### YOUR OBJECTIVE
Exactly the lines from the one containing "find wet concrete" through the end of the data below are to be reproduced, and nothing besides them.

### PROVIDED DATA
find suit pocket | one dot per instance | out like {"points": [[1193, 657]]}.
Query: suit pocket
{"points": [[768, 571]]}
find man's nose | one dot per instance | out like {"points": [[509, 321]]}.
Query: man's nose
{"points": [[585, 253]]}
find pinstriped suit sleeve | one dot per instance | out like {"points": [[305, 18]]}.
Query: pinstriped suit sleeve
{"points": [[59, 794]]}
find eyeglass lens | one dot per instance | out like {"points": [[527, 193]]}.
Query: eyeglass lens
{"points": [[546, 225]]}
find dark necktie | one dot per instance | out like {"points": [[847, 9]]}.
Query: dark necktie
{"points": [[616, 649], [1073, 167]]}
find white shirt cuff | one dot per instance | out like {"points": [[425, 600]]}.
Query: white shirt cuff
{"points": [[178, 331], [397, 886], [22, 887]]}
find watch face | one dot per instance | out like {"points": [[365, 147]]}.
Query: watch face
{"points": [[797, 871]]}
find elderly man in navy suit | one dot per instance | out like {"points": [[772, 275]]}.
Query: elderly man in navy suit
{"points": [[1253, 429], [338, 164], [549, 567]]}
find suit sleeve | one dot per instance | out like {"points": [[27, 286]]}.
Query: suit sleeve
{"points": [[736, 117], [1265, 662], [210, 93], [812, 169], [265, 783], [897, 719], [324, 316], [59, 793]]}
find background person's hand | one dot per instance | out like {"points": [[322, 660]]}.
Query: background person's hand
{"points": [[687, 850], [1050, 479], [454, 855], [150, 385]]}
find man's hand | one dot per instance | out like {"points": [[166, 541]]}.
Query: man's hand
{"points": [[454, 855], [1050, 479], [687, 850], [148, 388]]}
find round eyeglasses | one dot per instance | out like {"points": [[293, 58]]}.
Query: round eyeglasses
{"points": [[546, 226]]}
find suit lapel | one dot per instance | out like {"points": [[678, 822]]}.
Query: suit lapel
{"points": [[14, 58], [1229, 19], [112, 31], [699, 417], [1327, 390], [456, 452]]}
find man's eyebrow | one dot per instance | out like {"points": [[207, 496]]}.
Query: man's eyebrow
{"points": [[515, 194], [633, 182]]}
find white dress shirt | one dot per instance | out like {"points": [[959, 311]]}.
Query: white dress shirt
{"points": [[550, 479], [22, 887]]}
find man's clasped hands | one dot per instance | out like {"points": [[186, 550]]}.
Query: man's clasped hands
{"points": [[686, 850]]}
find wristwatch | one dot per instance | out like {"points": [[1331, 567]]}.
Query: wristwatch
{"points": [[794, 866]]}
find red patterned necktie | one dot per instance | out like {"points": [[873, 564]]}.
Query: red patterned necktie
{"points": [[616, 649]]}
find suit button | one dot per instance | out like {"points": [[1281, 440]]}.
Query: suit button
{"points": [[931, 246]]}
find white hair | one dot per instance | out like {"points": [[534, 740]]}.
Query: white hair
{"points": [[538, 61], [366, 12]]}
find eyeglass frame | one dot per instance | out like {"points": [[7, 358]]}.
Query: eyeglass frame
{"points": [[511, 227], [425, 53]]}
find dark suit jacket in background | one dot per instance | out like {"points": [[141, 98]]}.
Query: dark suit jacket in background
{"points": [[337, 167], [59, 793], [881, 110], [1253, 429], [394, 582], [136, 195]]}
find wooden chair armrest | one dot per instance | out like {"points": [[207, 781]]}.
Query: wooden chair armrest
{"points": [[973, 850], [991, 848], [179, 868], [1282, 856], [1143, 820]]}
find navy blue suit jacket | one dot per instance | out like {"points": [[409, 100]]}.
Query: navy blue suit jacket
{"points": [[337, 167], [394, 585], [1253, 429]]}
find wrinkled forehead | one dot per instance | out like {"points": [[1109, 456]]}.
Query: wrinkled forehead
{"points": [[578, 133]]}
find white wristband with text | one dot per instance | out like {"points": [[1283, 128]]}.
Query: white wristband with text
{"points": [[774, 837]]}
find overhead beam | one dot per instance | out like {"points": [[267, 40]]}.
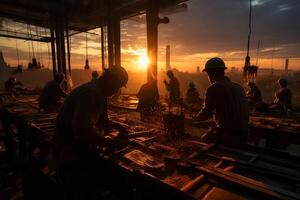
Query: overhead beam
{"points": [[46, 40]]}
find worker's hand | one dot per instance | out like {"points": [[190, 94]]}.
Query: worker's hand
{"points": [[122, 130], [120, 142]]}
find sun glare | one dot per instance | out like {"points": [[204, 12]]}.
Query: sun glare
{"points": [[143, 62]]}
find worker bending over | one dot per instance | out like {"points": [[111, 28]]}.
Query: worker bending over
{"points": [[81, 124], [10, 85], [227, 103], [283, 97], [173, 88], [52, 94]]}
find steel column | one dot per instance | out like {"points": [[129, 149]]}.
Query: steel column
{"points": [[53, 52]]}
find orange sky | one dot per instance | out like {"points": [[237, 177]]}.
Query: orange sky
{"points": [[192, 41]]}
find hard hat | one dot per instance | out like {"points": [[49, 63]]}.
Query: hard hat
{"points": [[251, 84], [192, 84], [170, 73], [95, 74], [283, 82], [119, 73], [214, 64], [59, 76]]}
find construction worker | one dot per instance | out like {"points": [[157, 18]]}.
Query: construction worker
{"points": [[148, 99], [253, 95], [10, 85], [81, 124], [226, 102], [95, 76], [52, 95], [283, 97], [173, 88], [192, 95]]}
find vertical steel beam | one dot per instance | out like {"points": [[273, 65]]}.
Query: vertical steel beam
{"points": [[152, 39], [110, 42], [58, 48], [117, 41], [68, 50], [102, 48], [53, 52]]}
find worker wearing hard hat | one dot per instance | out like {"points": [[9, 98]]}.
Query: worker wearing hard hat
{"points": [[253, 95], [52, 95], [173, 88], [95, 76], [283, 98], [10, 85], [227, 103], [81, 124]]}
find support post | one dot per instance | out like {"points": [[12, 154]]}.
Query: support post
{"points": [[110, 41], [58, 48], [153, 21], [60, 44], [53, 52], [68, 50], [102, 48], [152, 40], [117, 41]]}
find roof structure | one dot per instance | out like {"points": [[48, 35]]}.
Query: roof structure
{"points": [[81, 15]]}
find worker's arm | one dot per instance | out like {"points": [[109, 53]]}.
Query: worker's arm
{"points": [[61, 91], [84, 121], [209, 106], [167, 85], [109, 125]]}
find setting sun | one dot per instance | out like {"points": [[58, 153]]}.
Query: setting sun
{"points": [[143, 62]]}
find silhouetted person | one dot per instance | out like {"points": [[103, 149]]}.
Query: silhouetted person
{"points": [[10, 85], [283, 99], [52, 95], [192, 95], [226, 102], [253, 95], [34, 64], [95, 76], [173, 87], [81, 123], [148, 99]]}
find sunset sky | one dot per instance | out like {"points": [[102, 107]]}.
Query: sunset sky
{"points": [[208, 28]]}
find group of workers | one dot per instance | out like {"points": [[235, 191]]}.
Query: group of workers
{"points": [[282, 101], [82, 121]]}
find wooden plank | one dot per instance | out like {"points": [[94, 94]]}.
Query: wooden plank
{"points": [[247, 183]]}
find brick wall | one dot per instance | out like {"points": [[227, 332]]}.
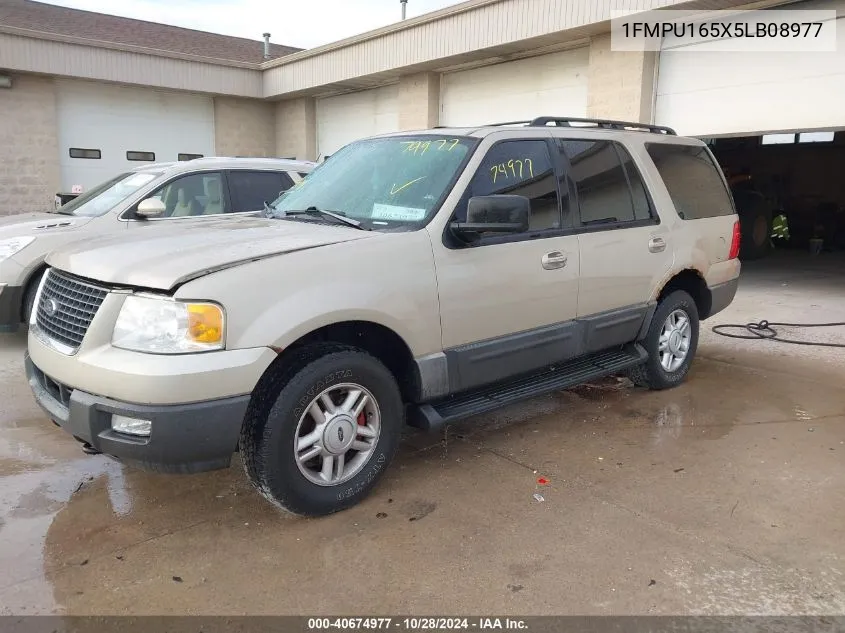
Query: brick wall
{"points": [[244, 127], [29, 147], [621, 83]]}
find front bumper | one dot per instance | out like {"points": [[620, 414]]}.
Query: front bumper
{"points": [[185, 438], [10, 307]]}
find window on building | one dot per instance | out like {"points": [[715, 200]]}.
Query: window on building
{"points": [[249, 190], [78, 152], [141, 156], [694, 181]]}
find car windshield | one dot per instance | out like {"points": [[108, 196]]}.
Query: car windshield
{"points": [[392, 182], [105, 196]]}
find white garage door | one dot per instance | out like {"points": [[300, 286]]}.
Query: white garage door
{"points": [[102, 126], [345, 118], [553, 85], [701, 92]]}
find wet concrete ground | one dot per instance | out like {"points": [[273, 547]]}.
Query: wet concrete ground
{"points": [[723, 496]]}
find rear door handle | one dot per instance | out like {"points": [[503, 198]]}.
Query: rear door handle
{"points": [[553, 260]]}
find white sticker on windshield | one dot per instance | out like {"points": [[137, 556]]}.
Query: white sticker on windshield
{"points": [[399, 214], [139, 180]]}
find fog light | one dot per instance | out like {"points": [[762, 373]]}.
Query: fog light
{"points": [[130, 426]]}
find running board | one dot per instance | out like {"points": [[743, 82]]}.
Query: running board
{"points": [[432, 415]]}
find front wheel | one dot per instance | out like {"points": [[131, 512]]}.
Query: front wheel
{"points": [[671, 342], [326, 433]]}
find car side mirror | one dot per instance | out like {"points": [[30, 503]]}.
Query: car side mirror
{"points": [[494, 214], [150, 208]]}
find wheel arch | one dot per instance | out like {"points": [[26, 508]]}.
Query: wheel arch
{"points": [[377, 339], [692, 282]]}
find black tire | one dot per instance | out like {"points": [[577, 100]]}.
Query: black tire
{"points": [[270, 427], [652, 374], [29, 297], [755, 221]]}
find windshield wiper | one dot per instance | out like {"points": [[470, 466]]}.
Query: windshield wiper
{"points": [[322, 213]]}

### EXPECTED ANSWER
find wet concrete ground | one dot per instance | out like {"points": [[273, 547]]}.
Query: wet concrete ground
{"points": [[723, 496]]}
find rear door handle | one dot per instance | out like {"points": [[503, 198]]}.
Query: rear door handle
{"points": [[553, 260]]}
find white sticker on windshield | one dot per instance | out like {"points": [[137, 556]]}.
Query: white sticker on windshield
{"points": [[399, 214], [139, 180]]}
find fog light | one dot per instance | out like {"points": [[762, 373]]}.
Query: fog light
{"points": [[130, 426]]}
find running board | one dot per instance | out like {"points": [[743, 82]]}.
Query: running board
{"points": [[432, 415]]}
find front wheel | one dot per instance | out like {"points": [[131, 512]]}.
Query: front wheel
{"points": [[671, 342], [326, 433]]}
find car side mirror | one dot per instance | out like {"points": [[30, 503]]}.
Query: car side mirror
{"points": [[494, 214], [150, 208]]}
find wheel arch | one dot per instance | out like {"points": [[26, 508]]}.
Query: wheel arch
{"points": [[377, 339], [692, 282]]}
find black tire | one dot per instance | out like {"points": [[577, 100]]}.
Query: black tire
{"points": [[270, 427], [652, 374], [29, 297], [755, 221]]}
find windshield wiper | one dot per instance | out like {"points": [[470, 466]]}.
Query: windshield wiper
{"points": [[322, 213]]}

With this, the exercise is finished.